It can't be easy to write an interesting novel about a complex scientific problem, so Bravo Barbara! for making climate change a fiction bestseller.
Kingsolver rarely lets any aspect of her plotting or dialogue get by without it doing double or triple duty. Every word works hard for her, so a reader can't skim through one of her books. Good news for those of us who read fast.
Kingsolver gives the reader a lot each time the lepidopterist explains to Dellarobia or one of the locals how climate change is altering migration patterns of species such as the monarchs: the reader gets an ecology lesson, but also learns important things about the histories and personalities of the characters involved, and without noticing it, we start thinking about economics, climate patterns, extinction, evolution as well.
My favorite example of double-duty is a hilarious - and sad - scene showing the difficulties in communication between scientists and lay people. I think this is one of the most important points that Kingsolver makes. I hope that anyone doing science or trying to educate people about global warming catches this, because perhaps the gap is too deeply buried in the book.
By academic standards, the lepidopterist works with a modest budget, but in the first conversation between Ovid and Cubby - those names! - when poor Cubby tries to sympathize kindly and innocently with the scientist over the long drive from his southwestern university to Appalachia, Ovid responds casually that he flew. Cubby, amazed that hopping on a plane is such a commonplace event in Ovid's world, feels he must honestly admit - (I have to do this from memory because I loaned the book to my sister) - something like "I never been in a airplane, nor my wife neither." How can people who live in such different worlds find common ground?
Kingsolver, in the episode in which Dellarobia and Cubby go shopping, makes it simple to understand why most folks, struggling to feed their families,("put food on their families" as W used to say) and buy their kids a t-shirt or a used book now and then, don't have the time or energy to keep up with the latest developments in global warming, whatever that is. And if they did, only a fortunate few of us have the education to sort of understand a complex problem.
Sadly, our country has not made it a priority to teach our children scientific literacy. So it has to be scientists like Ovid who must bridge the gulf between people who know what migration corridors are and people who don't know what it means to put a tray table in an upright position.

******************************

Given task a:
Reproduce the entries without changes, starting at the line that contains "Target: wooden surface" and ending at the last line of the entries.

Saved items:
******************************

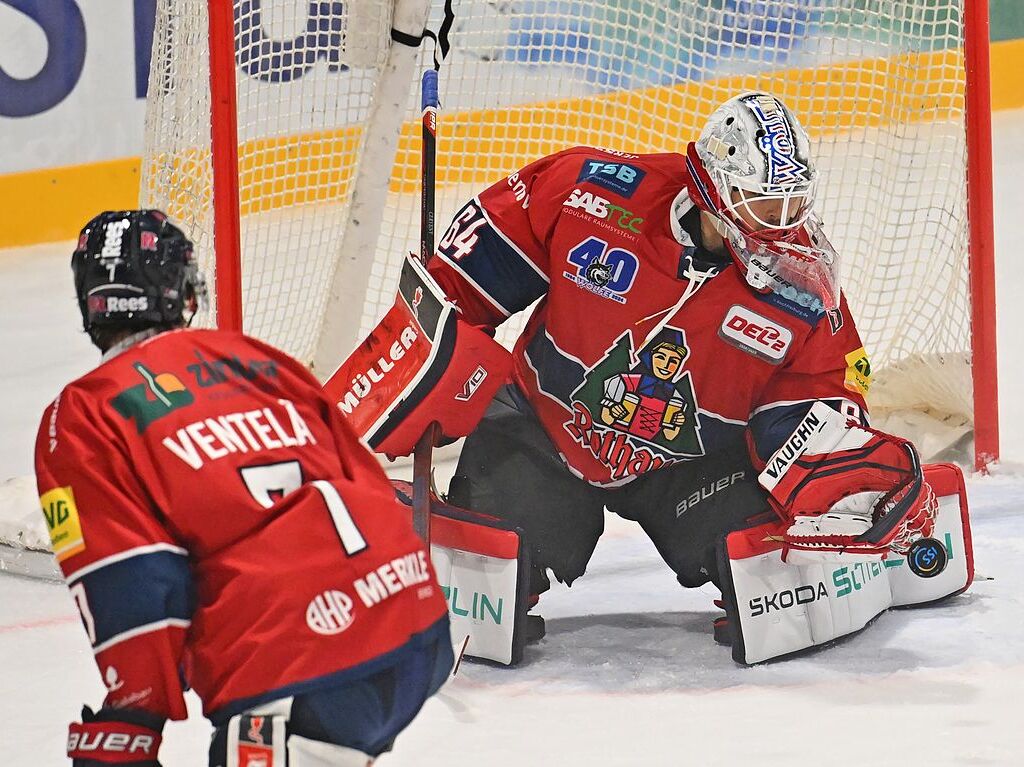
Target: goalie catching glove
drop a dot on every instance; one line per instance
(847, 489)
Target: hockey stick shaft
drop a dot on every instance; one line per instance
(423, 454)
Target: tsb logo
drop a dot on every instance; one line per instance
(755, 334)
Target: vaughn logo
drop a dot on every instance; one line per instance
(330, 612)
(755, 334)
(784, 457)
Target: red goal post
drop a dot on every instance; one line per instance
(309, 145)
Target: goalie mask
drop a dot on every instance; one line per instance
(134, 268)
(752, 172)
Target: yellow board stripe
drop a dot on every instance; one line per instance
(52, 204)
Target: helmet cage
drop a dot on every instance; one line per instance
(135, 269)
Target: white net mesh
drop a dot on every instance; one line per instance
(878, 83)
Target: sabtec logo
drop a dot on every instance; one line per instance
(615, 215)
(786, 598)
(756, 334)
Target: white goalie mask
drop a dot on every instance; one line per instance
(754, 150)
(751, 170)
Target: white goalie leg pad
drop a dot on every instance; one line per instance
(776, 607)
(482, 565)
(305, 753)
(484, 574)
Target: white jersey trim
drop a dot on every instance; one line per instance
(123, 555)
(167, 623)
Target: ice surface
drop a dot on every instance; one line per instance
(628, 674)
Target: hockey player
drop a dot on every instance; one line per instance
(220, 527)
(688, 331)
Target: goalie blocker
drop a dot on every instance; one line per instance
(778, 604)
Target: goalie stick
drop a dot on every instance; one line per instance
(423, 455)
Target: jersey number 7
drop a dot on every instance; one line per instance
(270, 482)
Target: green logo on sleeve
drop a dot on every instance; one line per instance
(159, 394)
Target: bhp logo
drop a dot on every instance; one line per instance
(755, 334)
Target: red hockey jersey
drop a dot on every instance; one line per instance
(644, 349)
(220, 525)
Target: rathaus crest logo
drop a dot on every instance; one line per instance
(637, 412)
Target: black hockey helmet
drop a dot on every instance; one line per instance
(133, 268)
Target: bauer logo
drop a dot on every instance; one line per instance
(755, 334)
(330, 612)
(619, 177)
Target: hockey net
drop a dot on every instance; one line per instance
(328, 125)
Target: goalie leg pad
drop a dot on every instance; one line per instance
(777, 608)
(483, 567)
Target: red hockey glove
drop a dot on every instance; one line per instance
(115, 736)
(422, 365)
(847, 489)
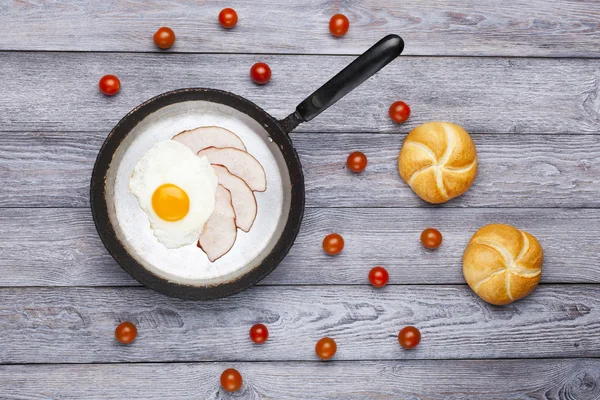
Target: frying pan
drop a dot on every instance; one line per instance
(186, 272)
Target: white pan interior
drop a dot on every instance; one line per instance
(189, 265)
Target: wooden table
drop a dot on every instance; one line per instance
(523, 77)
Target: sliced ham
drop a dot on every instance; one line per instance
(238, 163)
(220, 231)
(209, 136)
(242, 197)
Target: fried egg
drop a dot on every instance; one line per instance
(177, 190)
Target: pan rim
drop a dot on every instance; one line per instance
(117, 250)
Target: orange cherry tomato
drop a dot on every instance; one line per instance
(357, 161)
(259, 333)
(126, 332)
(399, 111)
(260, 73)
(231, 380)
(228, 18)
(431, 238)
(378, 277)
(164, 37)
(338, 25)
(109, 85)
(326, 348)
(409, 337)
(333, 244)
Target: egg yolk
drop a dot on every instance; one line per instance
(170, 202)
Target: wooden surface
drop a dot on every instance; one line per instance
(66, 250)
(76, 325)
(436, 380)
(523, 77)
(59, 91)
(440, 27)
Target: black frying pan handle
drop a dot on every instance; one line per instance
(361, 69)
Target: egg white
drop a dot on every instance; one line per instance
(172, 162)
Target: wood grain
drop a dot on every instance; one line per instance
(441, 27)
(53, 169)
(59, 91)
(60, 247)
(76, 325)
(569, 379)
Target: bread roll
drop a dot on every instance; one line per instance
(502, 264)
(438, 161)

******************************

Given task b:
Extend the review of Kingsolver's climate change novel, picking up after its last sentence.

Written response a:
Target: wooden surface
drop a dot on every instance; one line per instance
(66, 250)
(76, 325)
(436, 380)
(523, 77)
(59, 91)
(440, 27)
Target: black frying pan handle
drop a dot on every instance; one line per instance
(361, 69)
Target: egg white
drop a dot on every instance; one line per instance
(172, 162)
Target: wood grain
drop a dot on every instance; one line per instance
(441, 27)
(53, 169)
(59, 91)
(60, 247)
(76, 325)
(569, 379)
Target: bread roll
drop a dot on every instance; one line per instance
(502, 264)
(438, 161)

Written response b:
Conducting scientific research of any kind is hard work, but those of us who do it need to involve the public as much as possible when we can, both through public education programs and volunteer opportunities on site. If something of scientific interest is happening in a community, let the community be part of it.
Kingsolver offers us hope - she always offers hope in her books - by showing us that both Dellarobia and her little boy have a shot at getting across the gap. I don't think this is common in the real world, but I hope she inspires some people to do whatever they have to do to realize their potential and to demand that their children get decent schooling.
I've always been amazed by Kingsolver's ability to write so well about what it's like to be the mother of small children. I find this rare, and suspect that an amnesia induced by sleep deprivation makes most women forget how much never-ending work it is. Kingsolver admits that she suffers from insomnia; perhaps that has helped keep her mother-memory alive.
I was annoyed at the reviews of _Flight Behavior_ as well. There was one on NPR (NPR!!!) that seemed to think it took place in the future, that if climate change had reached such a horrifying point in the present surely someone would have told us. And they objected to the butterflies as an easy metaphor, even though Kingsolver says in an afterword that the disruption in the butterflies' flight pattern was based on fact.
Anyway, what a terrific book! Thanks for the review!